* **Do this**
Reproduce each of the lines word for word.
-------------------------
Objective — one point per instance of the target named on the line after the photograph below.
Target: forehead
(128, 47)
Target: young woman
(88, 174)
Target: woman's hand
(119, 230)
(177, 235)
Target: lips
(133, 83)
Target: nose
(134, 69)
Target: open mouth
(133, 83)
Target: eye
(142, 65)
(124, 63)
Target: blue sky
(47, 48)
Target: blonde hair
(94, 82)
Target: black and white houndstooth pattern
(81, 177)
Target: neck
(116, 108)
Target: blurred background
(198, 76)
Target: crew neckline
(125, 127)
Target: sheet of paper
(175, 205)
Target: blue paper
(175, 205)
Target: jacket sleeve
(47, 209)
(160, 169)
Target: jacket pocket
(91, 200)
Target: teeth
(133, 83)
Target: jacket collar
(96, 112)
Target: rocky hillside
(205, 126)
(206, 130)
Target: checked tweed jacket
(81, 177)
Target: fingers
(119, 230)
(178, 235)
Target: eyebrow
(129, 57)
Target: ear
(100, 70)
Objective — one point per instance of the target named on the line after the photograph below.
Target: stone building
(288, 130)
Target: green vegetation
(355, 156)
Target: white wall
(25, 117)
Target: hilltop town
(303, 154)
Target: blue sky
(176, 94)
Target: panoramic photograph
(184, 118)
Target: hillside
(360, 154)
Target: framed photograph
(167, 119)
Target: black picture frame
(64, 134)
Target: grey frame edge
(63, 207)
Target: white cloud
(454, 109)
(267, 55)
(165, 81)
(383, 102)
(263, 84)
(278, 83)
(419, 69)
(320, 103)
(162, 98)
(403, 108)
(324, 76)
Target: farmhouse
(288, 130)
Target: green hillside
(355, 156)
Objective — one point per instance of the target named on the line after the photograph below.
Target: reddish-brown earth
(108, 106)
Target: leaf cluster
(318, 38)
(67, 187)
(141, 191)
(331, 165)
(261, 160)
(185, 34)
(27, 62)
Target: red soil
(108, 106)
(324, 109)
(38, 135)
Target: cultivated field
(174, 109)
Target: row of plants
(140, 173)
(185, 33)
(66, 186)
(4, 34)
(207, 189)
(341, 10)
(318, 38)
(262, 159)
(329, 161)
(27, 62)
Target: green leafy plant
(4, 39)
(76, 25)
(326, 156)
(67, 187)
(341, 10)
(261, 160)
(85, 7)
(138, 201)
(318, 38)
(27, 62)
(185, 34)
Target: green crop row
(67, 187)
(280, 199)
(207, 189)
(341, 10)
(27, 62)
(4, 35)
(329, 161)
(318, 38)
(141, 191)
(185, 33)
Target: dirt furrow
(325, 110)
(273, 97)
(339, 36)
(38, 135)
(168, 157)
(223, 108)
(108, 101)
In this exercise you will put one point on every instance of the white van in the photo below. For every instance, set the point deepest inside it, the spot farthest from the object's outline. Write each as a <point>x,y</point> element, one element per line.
-------------------------
* **Full response**
Objective — one point per instance of the target named on the line after the photograph below.
Target: forehead
(128, 47)
Target: young woman
(88, 174)
Target: woman's hand
(119, 230)
(177, 235)
Target: lips
(133, 83)
Target: nose
(134, 69)
Target: open mouth
(133, 83)
Target: eye
(142, 65)
(124, 63)
Target: blue sky
(47, 48)
Target: blonde hair
(94, 82)
Target: black and white houndstooth pattern
(81, 177)
Target: neck
(116, 108)
Target: blurred background
(198, 76)
Target: crew neckline
(125, 127)
Target: sheet of paper
(175, 205)
Target: blue paper
(175, 205)
Target: jacket sleeve
(47, 209)
(160, 169)
Target: jacket pocket
(91, 200)
Target: teeth
(133, 83)
Target: jacket collar
(96, 112)
Target: rocky hillside
(205, 126)
(206, 130)
Target: checked tweed jacket
(81, 177)
Target: fingers
(119, 230)
(178, 235)
Target: eyebrow
(129, 57)
Target: ear
(100, 70)
Objective — one point per instance of the target named on the line after the photograph below.
Target: stone building
(288, 130)
Target: green vegetation
(355, 156)
Target: white wall
(25, 117)
Target: hilltop town
(303, 154)
Target: blue sky
(176, 94)
Target: panoramic photograph
(184, 118)
Target: hillside
(360, 154)
Target: framed photograph
(167, 119)
Target: black picture frame
(64, 134)
Target: grey frame edge
(63, 207)
Target: white cloud
(454, 109)
(267, 55)
(165, 81)
(383, 102)
(263, 84)
(278, 83)
(419, 69)
(320, 103)
(162, 98)
(403, 108)
(324, 76)
Target: farmhouse
(288, 130)
Target: green hillside
(355, 156)
Objective — one point per instance of the target named on the line after the photograph below.
Target: reddish-brown earth
(108, 106)
Target: leaf cluster
(318, 38)
(67, 187)
(141, 191)
(331, 165)
(261, 160)
(185, 34)
(27, 62)
Target: red soil
(108, 106)
(324, 109)
(38, 135)
Target: cultivated field
(174, 109)
Target: row of plants
(140, 173)
(185, 33)
(66, 186)
(4, 34)
(207, 189)
(341, 10)
(318, 38)
(262, 159)
(329, 161)
(27, 62)
Target: green leafy plant
(4, 39)
(76, 25)
(326, 156)
(67, 187)
(341, 10)
(261, 160)
(85, 7)
(138, 201)
(318, 38)
(27, 62)
(185, 34)
Target: green crop row
(67, 187)
(280, 199)
(207, 189)
(341, 10)
(27, 62)
(4, 35)
(329, 161)
(318, 38)
(141, 191)
(185, 33)
Target: dirt furrow
(325, 110)
(273, 97)
(339, 36)
(38, 135)
(168, 157)
(223, 108)
(108, 101)
In this exercise you will put one point on every instance of the white van in the photo below. For every instance, set the point deepest inside it, the spot farthest from the object's outline. Write each as a <point>x,y</point> element, one element per line.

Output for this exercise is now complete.